Arjan van de Ven wrote:
On Wed, 2006-07-26 at 16:26 +0200, Dennis Jacobfeuerborn wrote:
Arjan van de Ven wrote:
If X.Org 7.1 is made available as an official upgrade to Fedora 5 when
the Fedora Project/Red Hat are aware that it will break systems that
are in use across companies and institutions then Fedora will lose
credibility and trust with the administrators of those systems, which
will damage the reputation of Fedora/Red Hat, as well as convince
those organizations to look into alternatives where stability within a
release is valued as it used to be with Red Hat.
by this argument Fedora wouldn't be able to release updated kernels
including those with urgent security fixes.
There is a difference between breaking things accidentally (a risk that you
can never completely avoid) and breaking things deliberately and knowingly.
quite often it is known that a kernel update breaks binary drivers. In
fact that's the expected behavior (see stable_api_nonsense.txt as well
as the OLS keynote of this year at
http://www.kroah.com/log/2006/07/23/#ols_2006_keynote to see why), so I
still don't see the difference...

____

▶ _SHORT TASK A_:
Copy the records out again word for word, from their first line through the line with "point(12, 359)".

____

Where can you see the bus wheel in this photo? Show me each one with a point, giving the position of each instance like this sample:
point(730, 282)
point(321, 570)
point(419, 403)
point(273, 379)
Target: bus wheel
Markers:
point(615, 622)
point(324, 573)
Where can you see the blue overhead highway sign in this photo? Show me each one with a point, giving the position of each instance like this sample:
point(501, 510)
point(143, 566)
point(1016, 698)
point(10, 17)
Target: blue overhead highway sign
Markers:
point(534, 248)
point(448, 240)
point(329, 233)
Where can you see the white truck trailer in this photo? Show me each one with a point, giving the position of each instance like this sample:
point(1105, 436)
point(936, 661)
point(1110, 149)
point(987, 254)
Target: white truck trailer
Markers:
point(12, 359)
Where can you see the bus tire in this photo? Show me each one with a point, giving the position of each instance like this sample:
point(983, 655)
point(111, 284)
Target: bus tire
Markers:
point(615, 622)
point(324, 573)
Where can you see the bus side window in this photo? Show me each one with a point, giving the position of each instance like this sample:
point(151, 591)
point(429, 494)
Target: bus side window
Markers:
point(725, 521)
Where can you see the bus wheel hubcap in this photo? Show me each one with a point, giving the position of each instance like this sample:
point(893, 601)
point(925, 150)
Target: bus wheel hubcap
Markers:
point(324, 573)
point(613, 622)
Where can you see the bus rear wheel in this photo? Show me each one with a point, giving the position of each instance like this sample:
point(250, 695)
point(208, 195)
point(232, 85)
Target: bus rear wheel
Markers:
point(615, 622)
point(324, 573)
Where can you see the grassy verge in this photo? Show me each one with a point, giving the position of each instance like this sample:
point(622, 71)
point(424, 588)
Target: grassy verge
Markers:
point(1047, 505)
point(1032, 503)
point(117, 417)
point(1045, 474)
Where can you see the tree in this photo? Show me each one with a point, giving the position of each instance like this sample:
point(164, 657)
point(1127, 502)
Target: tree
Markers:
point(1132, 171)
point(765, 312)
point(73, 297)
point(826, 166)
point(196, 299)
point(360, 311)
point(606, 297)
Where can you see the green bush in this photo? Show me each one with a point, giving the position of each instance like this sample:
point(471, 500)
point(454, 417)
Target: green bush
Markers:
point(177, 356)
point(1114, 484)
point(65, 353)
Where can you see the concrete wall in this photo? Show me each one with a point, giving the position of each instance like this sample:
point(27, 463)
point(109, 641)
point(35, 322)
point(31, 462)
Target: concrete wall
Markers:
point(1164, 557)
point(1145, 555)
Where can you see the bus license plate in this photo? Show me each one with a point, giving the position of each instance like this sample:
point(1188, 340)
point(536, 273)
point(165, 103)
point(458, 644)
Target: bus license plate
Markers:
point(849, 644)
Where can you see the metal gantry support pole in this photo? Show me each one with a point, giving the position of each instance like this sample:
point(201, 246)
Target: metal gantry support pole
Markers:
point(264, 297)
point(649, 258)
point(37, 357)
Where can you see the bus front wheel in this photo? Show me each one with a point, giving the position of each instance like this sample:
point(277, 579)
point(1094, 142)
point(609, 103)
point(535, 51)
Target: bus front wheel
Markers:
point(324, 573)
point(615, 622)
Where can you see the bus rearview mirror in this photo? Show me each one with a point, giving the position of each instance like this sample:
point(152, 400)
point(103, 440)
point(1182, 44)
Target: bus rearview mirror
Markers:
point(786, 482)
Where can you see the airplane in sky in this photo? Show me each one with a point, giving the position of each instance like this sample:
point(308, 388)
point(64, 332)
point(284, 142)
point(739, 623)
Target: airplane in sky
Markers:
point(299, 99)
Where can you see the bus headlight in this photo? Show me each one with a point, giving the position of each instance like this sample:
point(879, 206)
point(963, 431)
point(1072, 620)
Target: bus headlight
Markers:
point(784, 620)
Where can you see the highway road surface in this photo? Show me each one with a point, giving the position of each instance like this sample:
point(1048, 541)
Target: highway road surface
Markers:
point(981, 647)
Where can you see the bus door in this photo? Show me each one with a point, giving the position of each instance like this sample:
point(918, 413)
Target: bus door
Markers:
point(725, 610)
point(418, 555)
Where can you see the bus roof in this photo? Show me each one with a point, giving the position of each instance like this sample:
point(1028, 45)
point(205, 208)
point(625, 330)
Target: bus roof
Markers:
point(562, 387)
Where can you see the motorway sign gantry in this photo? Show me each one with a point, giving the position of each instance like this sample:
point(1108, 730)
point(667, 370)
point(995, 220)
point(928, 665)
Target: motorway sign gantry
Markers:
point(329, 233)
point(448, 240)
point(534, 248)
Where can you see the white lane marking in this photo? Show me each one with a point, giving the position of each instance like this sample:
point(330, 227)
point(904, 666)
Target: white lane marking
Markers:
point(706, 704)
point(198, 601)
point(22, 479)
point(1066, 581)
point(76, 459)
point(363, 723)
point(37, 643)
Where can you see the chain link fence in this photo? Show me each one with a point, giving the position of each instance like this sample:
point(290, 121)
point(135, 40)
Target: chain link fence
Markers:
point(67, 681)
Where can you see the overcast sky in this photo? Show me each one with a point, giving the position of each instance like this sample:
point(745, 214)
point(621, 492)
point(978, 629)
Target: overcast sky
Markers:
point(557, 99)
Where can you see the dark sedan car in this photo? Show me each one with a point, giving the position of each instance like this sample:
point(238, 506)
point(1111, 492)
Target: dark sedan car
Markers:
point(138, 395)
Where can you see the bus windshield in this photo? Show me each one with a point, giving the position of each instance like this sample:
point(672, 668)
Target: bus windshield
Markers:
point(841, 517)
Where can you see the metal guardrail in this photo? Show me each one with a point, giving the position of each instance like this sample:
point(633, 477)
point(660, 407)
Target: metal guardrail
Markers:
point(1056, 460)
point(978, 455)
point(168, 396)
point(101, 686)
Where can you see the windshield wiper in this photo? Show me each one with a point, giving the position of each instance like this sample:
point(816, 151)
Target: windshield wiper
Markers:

____

▶ _SHORT TASK B_:
In the mailing list exchange, which version of X.Org is discussed as an upgrade to Fedora 5?

▶ _EXPECTED OUTPUT A_:
Where can you see the bus wheel in this photo? Show me each one with a point, giving the position of each instance like this sample:
point(730, 282)
point(321, 570)
point(419, 403)
point(273, 379)
Target: bus wheel
Markers:
point(615, 622)
point(324, 573)
Where can you see the blue overhead highway sign in this photo? Show me each one with a point, giving the position of each instance like this sample:
point(501, 510)
point(143, 566)
point(1016, 698)
point(10, 17)
Target: blue overhead highway sign
Markers:
point(534, 248)
point(448, 240)
point(329, 233)
Where can you see the white truck trailer in this photo? Show me each one with a point, giving the position of each instance like this sample:
point(1105, 436)
point(936, 661)
point(1110, 149)
point(987, 254)
Target: white truck trailer
Markers:
point(12, 359)

▶ _EXPECTED OUTPUT B_:
X.Org 7.1